• Text excerpt
========================================================================

Last summer, the DREAMactivists began organizing a series of civil disobedience acts to raise the political stakes on lawmakers who deserved the heat.  Senator McCain, who has betrayed his former colleague and friend Senator Kennedy with lunacy, had his office taken over with a sit-in.  I attended the vigil outside of the Pima County Jail on the night of the students’ arrest but was able to drive four minutes back to my comfortable home and life after it was over.

The DREAMers don’t have that luxury; nor can they afford to wait for the political establishment to grudgingly toss them crumbs of justice.  

National migrant advocacy groups and allied lawmakers have resisted the leadership that the students have provided.  Rep. Luis Gutierrez called their tactics a waste of time as recently as last November, yet he is seen as their biggest advocate in the House.  On the Senate side, Majority Leader Harry Reid was pressured at Netroots Nation in 2010 by the scariest sight to any lawmaker afraid of a mustard seed-worth of political courage:  students in cap and gowns.

In the words of Matias Ramos, one of the silent protestors:

Yahaira, Lizbeth, Prerna and I understand the political gridlock that  causes not only the DREAM Act, but most legislative proposals to be  stuck in the current Congress. We have seen the obstructionism to all  parts of the agenda, and felt the heightened rhetoric against immigrants  seep into the national conversation. But regardless of all these  things, we wanted our silent presence to let Reid know that we expect  more from him at a time when the story of undocumented immigrants is so  often distorted.

The DREAM Act failed to pass in the lame duck session of Congress last winter despite the efforts of Senator Reid to push it through.  The President called it his “biggest disappointment” of the session; but for the DREAMers and their now most prominent face, Jose Antonio Vargas, a question remains:

Why the delay in relief while deportations increase?

Until that’s answered and resolved, migrant communities and their allies are right to call out lawmakers, regardless of party affiliation.  This about their lives & livelihood and it’s time for the Beltway to listen to their stories and ponder what it means to be American.

Arizona’s Continued Downward Spiral

When the AZGOP dropped SB1070 onto the heads of migrant and Latino communities, there were immediate calls for a boycott. Rep. Raúl Grijalva bravely joined the movement, putting his political future at risk but ultimately won his reelection in November 2010. Unfortunately, that election also saw a huge wave of conservatism sweep a veto-proof GOP supermajority into both the state House & Senate chambers. The agenda is now driven by the author of SB1070 himself, Russell Pearce (R-National Alliance), who was installed as Senate President in January.

When Pearce took the reins, he declared that Arizona would have the country’s first Tea Party Senate.

A blog from Pearce picked up by the Sonoran Alliance website is signed “Russell Pearce…Tea Party Senate President-Elect.” He said in the blog, “I consider this to be the Tea Party Senate and we intend to take back America one state at a time.” – AZCentral.com

That threat – and it is a threat – is becoming reality. Yesterday, the state’s Senate Appropriations Committee became the first in the nation to advance a repeal of birthright citizenship for a full vote.

========================================================================

• Task list
**1.** According to the DREAM Act article, where was the vigil held on the night of the students' arrest?
**2.** Restate the DREAM Act article starting with "Why the delay" and going on through "to be American.", changing "Beltway" to "Capitol".

• Stored records

========================================================================

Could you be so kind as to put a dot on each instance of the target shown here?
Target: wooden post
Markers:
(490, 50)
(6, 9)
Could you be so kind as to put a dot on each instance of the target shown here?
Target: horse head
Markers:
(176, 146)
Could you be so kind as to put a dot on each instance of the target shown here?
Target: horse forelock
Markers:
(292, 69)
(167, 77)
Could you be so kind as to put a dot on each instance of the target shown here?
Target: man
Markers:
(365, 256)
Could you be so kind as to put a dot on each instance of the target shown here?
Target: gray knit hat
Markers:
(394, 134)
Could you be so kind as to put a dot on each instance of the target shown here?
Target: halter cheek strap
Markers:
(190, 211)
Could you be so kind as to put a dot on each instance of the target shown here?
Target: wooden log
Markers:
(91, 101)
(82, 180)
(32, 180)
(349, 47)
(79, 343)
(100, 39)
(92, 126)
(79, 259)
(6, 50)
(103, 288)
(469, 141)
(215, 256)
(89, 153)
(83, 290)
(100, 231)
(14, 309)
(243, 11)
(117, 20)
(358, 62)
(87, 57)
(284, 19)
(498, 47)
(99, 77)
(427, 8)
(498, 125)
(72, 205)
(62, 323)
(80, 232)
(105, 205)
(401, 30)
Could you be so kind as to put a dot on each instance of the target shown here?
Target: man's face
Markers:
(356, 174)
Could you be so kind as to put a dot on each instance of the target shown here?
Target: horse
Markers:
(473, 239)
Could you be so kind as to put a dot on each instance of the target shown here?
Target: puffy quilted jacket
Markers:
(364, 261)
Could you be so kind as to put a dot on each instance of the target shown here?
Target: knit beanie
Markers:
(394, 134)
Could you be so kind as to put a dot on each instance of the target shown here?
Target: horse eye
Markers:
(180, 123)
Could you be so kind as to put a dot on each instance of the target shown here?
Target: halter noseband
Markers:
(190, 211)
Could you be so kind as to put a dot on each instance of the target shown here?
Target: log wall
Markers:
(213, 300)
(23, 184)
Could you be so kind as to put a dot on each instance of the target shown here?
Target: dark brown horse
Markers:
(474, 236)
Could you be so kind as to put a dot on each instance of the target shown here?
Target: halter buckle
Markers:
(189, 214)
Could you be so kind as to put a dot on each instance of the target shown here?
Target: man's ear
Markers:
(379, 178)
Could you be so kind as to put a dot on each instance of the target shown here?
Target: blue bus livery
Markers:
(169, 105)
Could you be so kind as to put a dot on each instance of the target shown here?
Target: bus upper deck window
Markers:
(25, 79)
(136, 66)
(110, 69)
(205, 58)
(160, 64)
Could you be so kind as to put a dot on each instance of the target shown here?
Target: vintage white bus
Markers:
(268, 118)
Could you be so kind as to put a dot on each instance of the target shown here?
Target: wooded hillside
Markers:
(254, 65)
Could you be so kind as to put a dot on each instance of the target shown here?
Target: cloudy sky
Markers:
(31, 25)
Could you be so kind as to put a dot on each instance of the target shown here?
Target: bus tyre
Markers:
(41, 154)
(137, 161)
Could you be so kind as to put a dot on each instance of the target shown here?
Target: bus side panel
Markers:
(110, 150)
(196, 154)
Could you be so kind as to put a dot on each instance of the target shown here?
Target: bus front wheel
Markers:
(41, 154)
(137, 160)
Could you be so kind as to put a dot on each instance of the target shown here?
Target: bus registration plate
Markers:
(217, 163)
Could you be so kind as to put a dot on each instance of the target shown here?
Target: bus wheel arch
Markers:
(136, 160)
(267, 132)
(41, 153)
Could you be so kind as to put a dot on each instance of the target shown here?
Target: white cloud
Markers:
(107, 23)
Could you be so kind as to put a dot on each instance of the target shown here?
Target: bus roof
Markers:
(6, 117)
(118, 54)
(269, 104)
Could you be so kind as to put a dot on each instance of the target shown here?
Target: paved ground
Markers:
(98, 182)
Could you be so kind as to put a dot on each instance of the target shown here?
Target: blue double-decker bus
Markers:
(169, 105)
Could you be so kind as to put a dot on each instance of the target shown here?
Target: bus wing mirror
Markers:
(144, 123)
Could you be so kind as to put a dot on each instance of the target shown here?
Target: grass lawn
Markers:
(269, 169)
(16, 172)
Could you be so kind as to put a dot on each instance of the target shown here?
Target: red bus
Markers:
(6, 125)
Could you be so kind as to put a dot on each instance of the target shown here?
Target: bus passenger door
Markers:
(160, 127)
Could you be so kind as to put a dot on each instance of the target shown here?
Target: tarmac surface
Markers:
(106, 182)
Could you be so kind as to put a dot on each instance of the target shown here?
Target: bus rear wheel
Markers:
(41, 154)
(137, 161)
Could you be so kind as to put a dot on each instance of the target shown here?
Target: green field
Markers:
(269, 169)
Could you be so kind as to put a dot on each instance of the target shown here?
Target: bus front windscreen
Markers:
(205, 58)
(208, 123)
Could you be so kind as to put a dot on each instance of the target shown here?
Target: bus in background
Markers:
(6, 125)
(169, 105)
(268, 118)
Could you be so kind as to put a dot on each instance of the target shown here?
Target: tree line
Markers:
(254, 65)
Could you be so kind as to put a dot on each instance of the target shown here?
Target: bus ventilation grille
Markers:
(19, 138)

========================================================================

• The solutions
**1.** Outside the Pima County Jail.

**2.**
Why the delay in relief while deportations increase?

Until that’s answered and resolved, migrant communities and their allies are right to call out lawmakers, regardless of party affiliation.  This about their lives & livelihood and it’s time for the Capitol to listen to their stories and ponder what it means to be American.